── PAGE TEXT ──

Narayanan Shivakumar on Google's Software Infrastructure

The follow notes are part 2 of 3 from Narayanan 'Shiva' Shivakumar's presentation at the July 27th VanHPC meeting. These notes cover Shivakumar's discussion of the Google software infrastructure.

Infrastructure consists of:

  • Google File System (GFS)
  • MapReduce
  • BigTable

Google File System (GFS)

  • Why another distributed file system? - We had to have reliability over thousands of nodes
  • We control libraries and everything
  • Master system is responsible for a variety of different chunks
  • Chunk servers manage files
  • Master handles meta data
  • Master resolves the chunk location
  • 50+ clusters
  • Redundancies, chunks on different machines
  • Handles variety of clients
  • Running on petabyte file systems
  • Master has to manage how chunks being transferred, manage for bottlenecks and redundancy
  • Since there's multiple chunks in multiple servers serving multiple requests need to distribute requests appropriately across chunk servers
  • Question: Is data distribution and load balancing automated?
    Answer: Correct. And chunk servers also do other computation
  • Question: Do you ever lose data?
    Answer: Great question. We've lost 1 - 64meg chuck. Meanwhile machines have been dieing and traffic growing
  • Question: How did you know you lost exactly 1 chunk
    Answer: We had a disaster a couple years back. Enough logic wasn't built in to automatically recover but people had enough knowledge to get it back
  • Question: It seems you'll need to assign value to chunks because of worthless data
    Answer: Do we have idea of priority for chunks? We have replication weights
  • Question: Is it data type specific
    Answer: No, it's just a blob. Google File System is data type neutral
  • Question: How do you check integrity?
    Answer: We have error checking, some of it happens at the client end. Chunk master will keep track of how often things happen and route accordingly. Clearly not everything was thought through early on.

───
── RECORD LIST ──

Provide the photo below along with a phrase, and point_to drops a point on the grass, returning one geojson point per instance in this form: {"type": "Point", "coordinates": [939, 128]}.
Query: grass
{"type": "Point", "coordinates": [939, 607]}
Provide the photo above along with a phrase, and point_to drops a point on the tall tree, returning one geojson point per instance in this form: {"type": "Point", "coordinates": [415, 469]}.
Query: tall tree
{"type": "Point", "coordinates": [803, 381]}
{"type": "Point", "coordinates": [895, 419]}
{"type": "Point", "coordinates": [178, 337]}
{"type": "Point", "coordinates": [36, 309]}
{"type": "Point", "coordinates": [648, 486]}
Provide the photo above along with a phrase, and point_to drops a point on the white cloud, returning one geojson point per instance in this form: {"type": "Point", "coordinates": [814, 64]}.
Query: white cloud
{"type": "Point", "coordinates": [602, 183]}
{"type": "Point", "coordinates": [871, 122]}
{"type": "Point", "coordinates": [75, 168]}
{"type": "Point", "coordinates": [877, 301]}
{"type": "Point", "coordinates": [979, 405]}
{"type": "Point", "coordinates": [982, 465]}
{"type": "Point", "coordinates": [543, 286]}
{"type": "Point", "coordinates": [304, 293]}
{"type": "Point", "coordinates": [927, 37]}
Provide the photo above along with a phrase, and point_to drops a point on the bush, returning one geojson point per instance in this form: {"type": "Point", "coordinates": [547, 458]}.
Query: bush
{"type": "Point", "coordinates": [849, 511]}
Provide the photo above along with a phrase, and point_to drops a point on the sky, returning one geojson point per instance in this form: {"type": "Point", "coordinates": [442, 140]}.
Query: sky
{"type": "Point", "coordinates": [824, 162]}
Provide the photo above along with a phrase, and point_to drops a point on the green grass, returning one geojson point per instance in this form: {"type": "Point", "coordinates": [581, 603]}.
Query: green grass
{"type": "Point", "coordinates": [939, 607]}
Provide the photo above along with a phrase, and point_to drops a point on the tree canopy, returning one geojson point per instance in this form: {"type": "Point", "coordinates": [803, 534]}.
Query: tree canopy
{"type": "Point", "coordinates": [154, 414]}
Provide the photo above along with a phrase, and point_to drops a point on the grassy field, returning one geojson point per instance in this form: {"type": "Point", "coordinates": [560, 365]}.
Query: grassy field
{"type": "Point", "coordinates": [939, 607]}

───

* [WRITTEN PROBLEM A]:
According to the notes on Google's software infrastructure, what three components make up that infrastructure?
* [WRITTEN PROBLEM B]:
Carry on the notes on Google's software infrastructure from the point where they stop.

* [ANSWER A]:
Google File System (GFS), MapReduce, and BigTable.

* [ANSWER B]:
  • Question: Are chunk masters stronger than chunk servers
    Answer: The machines I expect to be higher in reliability than others but the same failure logic applies. Chunk servers are typically more disks.

MapReduce

  • A programming model and library to simplify large-scale computations on large clusters
  • Kind of comes out of functional programming
  • Mapping step
  • Reduction step
  • Word frequencies example given
  • Graph shown of execution on thousands of machines (Similar slides can be found here: http://labs.google.com/papers/mapreduce-osdi04-slides/index.html)
  • This makes it easy to build applications without having to worry about underlying
  • Need to locate task close to data
  • Pipelining, have more tasks per machine
  • MR_grep 1 terabyte in 100 seconds (using 1800 machines)
  • Search Google on MapReduce for paper
  • Gave example of 3000 lines of C++ code down to 100 lines
  • Question: Could MapReduce be decoupled form GFS?
    Answer: Pretty hard. We publish techniques so people can create open source, as our competitors are.
  • Question: Are servers are dedicated to a specific talk?
    Answer: Certain tasks are natural choices for machines (disks), otherwise no

BigTable

  • For semi-structured data
  • Like a really big hash table
  • Scale is too large for commercial database and they didn't scale
  • Cost for commercial database isn't nearly as interesting
  • Since we control the entire layer we know about the application we need to support
  • Multi-layer map
  • Fault tolerate, terabyte in memory, petabyte on disk
  • Chart shown on data module
  • Distributed multi-dimensional sparse map
  • Good match for most of our applications
  • We need versions, so over time/timestamp.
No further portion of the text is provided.